>> begin Source text
Facing the Music

Are you a musician that should be practicing? Are you in between practice sessions or rehearsals and just need to unwind and let your mind wander? Or do you just need a swift kick in the pants to inspire you? Well, sometimes you need to stop procrastinating, stop dodging and just face the music, literally.

Emerging Professionals

Vogler Quartett

A lot has happened since last I posted. I’m still deep in the heart of the Chamber of Music and really enjoying the process of building ensemble and rapport, learning the works, stepping away and coming back to discover something new or unexpected. Since last time I’ve had the great fortune to receive coaching by a world-class string quartet, the Vogler Quartett, who individually provided another layer of thought and clarity to the trio works by Beethoven, Milhaud, and Libby Larsen. Them being German and me still having the heart of a linguist, it was very interesting to see and hear their individual musical perspectives as filtered through their cultural lenses, by way of a second language, in Ireland, to groups whose members ranger from Argentinean, Italian, South Korean, Spanish, and German. It’s truly fascinating and I found myself stepping out of myself to, in a way, acting as observer to my own education. I can’t recall any other musical/educational moment like that.
>> end Source text
>> begin Data extract
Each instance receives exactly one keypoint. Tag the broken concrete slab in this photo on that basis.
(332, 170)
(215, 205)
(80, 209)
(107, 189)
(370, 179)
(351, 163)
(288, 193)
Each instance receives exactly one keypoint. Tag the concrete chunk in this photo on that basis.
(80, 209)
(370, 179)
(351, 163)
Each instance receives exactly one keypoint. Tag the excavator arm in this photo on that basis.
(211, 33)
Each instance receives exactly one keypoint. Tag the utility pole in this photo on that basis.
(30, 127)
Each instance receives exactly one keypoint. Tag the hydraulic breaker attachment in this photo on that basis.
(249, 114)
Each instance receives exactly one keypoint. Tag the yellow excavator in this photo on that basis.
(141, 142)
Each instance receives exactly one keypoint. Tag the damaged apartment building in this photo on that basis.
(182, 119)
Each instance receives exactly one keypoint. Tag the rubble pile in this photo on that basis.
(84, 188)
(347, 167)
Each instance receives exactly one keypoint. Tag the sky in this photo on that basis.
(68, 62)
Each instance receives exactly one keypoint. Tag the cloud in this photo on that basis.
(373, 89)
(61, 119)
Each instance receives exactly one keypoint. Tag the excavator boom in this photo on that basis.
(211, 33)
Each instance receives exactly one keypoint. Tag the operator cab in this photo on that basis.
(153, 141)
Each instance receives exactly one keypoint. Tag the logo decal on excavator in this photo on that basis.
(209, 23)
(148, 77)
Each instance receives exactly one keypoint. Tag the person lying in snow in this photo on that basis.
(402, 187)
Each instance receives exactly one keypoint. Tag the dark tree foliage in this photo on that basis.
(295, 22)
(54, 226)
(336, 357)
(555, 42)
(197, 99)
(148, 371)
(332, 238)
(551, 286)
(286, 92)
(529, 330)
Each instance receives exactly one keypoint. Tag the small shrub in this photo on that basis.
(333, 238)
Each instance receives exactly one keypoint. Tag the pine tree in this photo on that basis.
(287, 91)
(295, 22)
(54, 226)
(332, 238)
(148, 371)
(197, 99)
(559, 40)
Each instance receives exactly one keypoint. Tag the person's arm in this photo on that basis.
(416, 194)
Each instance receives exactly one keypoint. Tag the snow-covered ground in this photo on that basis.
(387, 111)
>> end Data extract
[Work instructions]:
A – Answer these questions from the musician's blog post, one line per answer, marked the same way:
(i) Besides procrastinating, what does the opening paragraph say you sometimes need to stop doing?
(ii) The trio works of which three composers did the Vogler Quartett coach?
(iii) In which country did that coaching take place?
B – From the musician's blog post, write out the passage from "Are you a musician" up to and including "the music, literally.", switching "procrastinating" to "stalling".
C – Pick up the musician's blog post about the Vogler Quartett coaching where it stops, and continue it.

[Answers for this exercise]:
A –
(i) Dodging
(ii) Beethoven, Milhaud, and Libby Larsen
(iii) Ireland

B –
Are you a musician that should be practicing? Are you in between practice sessions or rehearsals and just need to unwind and let your mind wander? Or do you just need a swift kick in the pants to inspire you? Well, sometimes you need to stop stalling, stop dodging and just face the music, literally.

C –
As a slight departure from hardcore chamber music, or perhaps on a smaller scale of chamber music, I’ve begun working with Italian pianist, Annalisa Monticelli, on my solo recital program. It’s been incredibly difficult to narrow-down and ultimately finalize a program, but I think I can say that I have. Currently the program includes the clarinet sonatas of Bernstein and Poulenc, Francaix’s Tema con Variazioni, Bassi’s Rigoletto Fantasy, and another Libby Larsen trio but this one for clarinet, viola, and piano entitled Red Hills, Black Birds and inter-semiotically translates selected paintings by Georgia O’Keefe. The energy and direction of this piece have given me so many ideas for concert programming which leads me to the other development since last we spoke; Vivre Musicale is coming to Ireland and will be giving a series of concerts at the Royal Irish Academy of Music starting in April. This quietly unfolding development has given me a renewed sense of purpose, leadership, and creativity for Vivre. The programs are mesmerizing and the artists equally as such. It’s now just a matter of staging and production for the events so that they come of flawlessly, professionally, and with a hint of magic.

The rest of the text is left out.